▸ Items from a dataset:
===

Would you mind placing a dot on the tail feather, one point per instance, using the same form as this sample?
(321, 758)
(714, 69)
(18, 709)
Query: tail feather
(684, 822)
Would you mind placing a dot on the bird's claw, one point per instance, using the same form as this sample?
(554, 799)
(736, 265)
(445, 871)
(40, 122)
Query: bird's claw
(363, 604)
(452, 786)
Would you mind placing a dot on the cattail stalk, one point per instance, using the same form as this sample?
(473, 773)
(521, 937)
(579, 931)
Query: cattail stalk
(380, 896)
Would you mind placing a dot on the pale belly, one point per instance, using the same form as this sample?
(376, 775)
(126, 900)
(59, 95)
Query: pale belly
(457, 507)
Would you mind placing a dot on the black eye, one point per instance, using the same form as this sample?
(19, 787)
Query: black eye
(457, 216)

===

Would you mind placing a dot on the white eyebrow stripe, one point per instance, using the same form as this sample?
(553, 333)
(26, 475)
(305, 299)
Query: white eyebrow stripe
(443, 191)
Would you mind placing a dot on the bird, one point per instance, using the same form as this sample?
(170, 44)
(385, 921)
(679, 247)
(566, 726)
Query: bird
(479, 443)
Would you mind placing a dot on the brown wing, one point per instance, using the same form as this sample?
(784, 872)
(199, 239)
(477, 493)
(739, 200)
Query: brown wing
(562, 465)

===

▸ WHAT IS BEING ASKED:
Search the records for the word "Would". Copy every line that has it.

▸ EXERCISE OUTPUT:
Would you mind placing a dot on the tail feather, one point per instance, using the same form as this sample?
Would you mind placing a dot on the bird's claw, one point per instance, using the same form as this sample?
Would you mind placing a dot on the cattail stalk, one point per instance, using the same form as this sample?
Would you mind placing a dot on the pale belly, one point per instance, using the same form as this sample?
Would you mind placing a dot on the black eye, one point per instance, using the same form as this sample?
Would you mind placing a dot on the white eyebrow stripe, one point per instance, using the same form as this sample?
Would you mind placing a dot on the bird, one point per instance, using the same form as this sample?
Would you mind placing a dot on the brown wing, one point per instance, using the same form as this sample?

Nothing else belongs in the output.